### TUJUAN TUGAS
Tuliskan kembali seluruh bagian teks tentang hijrah mulai dari "Syekh Abdurrahman menyebut" sampai dengan "hati menuju Allah." tanpa mengubah satu kata pun.

### TEKS BACAAN
========================================================================

REPUBLIKA.CO.ID, JAKARTA -- Tema Bekal Hijrah di Jalan Allah dibawakan dalam kajian di Masjid Agung Al Azhar, Kebayoran Baru. Materi yang disampaikan Syekh Dr Abdurrahman bin Abdullathif ar-Rusyaidan ini diterjemahkan oleh Ustaz Abdul Aziz Firdaus Bakhbazi. Syekh Dr Abdurrahman adalah seorang dosen Fakultas Hadis di Universitas Islam Madinah, Arab Saudi.
Tema ini disebut menarik karena hijrah kepada Allah merupakan kewajiban bagi setiap Muslim dan Muslimah. Bagi seorang Muslim yang berjalan menuju kepada Allah, diperlukan ilmu bagaimana berhijrah, terlebih berhijrah dengan hati.
Syekh Abdurrahman menyebut hijrah ini memiliki ikatan erat dengan syahadat. Syahadat merupakan sebuah persaksian dari seorang Muslim bahwa tidak ada yang bisa disembah kecuali Allah. Ini konsekuensi persaksian umat Islam tentang keesaan Allah.
"Tema ini adalah hal yang penting karena berkaitan tentang landasan hidup seorang Muslim. Tentang ucapan seorang Muslim akan keyakinannya akan Allah," ujar dia.
Hijrah masih dimaknai dengan berpindah dari negara yang kufur ke negara Islam. Karena itu, kajian tentang hijrah ini penting dengan tujuan bisa memberikan penjelasan bahwa hijrah kepada Allah ini memiliki banyak jenis. Hijrah yang paling utama dan mulia adalah hijrah dengan hati menuju Allah.
Hijrah diambil dari kata hajr yang artinya meninggalkan atau menghindari. Definisi dalam kacamata syariat ada banyak maknanya. Namun, setiap makna memiliki kesamaan arti, yakni meninggalkan sesuatu.
Hijrah sendiri terbagi dalam enam macam. Hijrah pertama yakni hijrah dengan fisik, seperti yang dijelaskan sebelumnya. Hijrah dengan fisik ini masih berlaku hingga hari kiamat tiba. Sebagian umat menilai hijrah fisik tidak lagi berlaku dan sudah berhenti kewajibannya saat Nabi Muhammad berpindah dari Makkah ke Madinah.

========================================================================

### CUPLIKAN DATA
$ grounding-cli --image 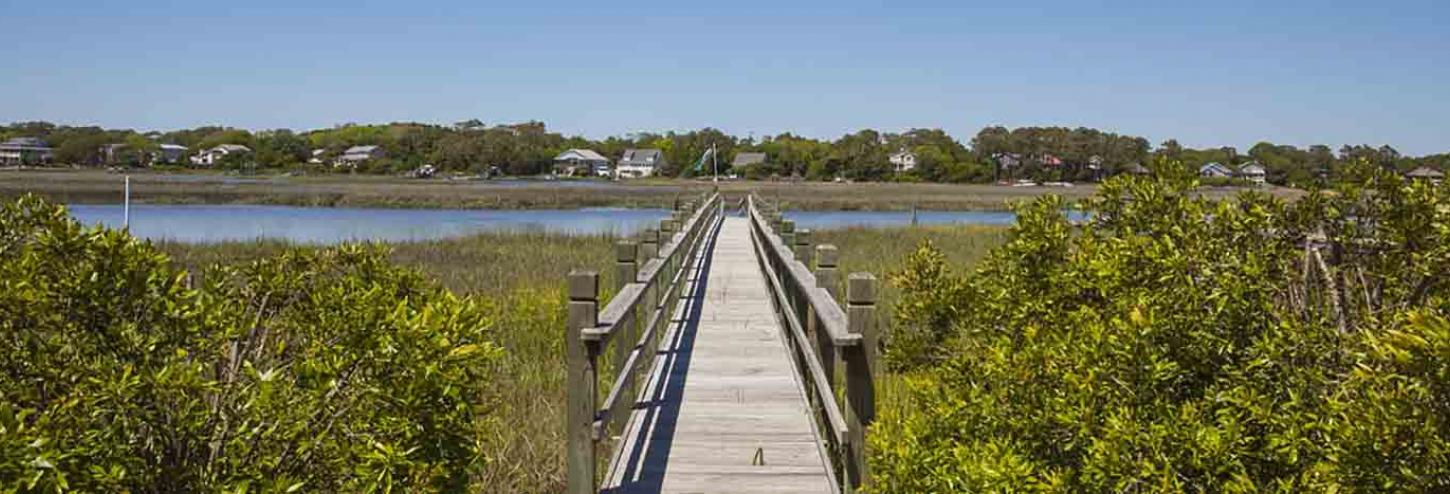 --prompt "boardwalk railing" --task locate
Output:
[564,189,722,493]
[747,194,877,491]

========================================================================

### PENYELESAIAN SOAL
Syekh Abdurrahman menyebut hijrah ini memiliki ikatan erat dengan syahadat. Syahadat merupakan sebuah persaksian dari seorang Muslim bahwa tidak ada yang bisa disembah kecuali Allah. Ini konsekuensi persaksian umat Islam tentang keesaan Allah.
"Tema ini adalah hal yang penting karena berkaitan tentang landasan hidup seorang Muslim. Tentang ucapan seorang Muslim akan keyakinannya akan Allah," ujar dia.
Hijrah masih dimaknai dengan berpindah dari negara yang kufur ke negara Islam. Karena itu, kajian tentang hijrah ini penting dengan tujuan bisa memberikan penjelasan bahwa hijrah kepada Allah ini memiliki banyak jenis. Hijrah yang paling utama dan mulia adalah hijrah dengan hati menuju Allah.